BEGIN Records shown

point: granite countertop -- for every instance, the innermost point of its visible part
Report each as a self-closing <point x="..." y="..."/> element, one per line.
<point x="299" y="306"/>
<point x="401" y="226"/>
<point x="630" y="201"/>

END Records shown

**Your task:** Copy the records above word for word, keeping every line unchanged.

**Solution to this exercise:**
point: granite countertop -- for every instance, the innermost point of its visible part
Report each as a self-closing <point x="..." y="..."/> element, one per line.
<point x="299" y="306"/>
<point x="401" y="226"/>
<point x="630" y="201"/>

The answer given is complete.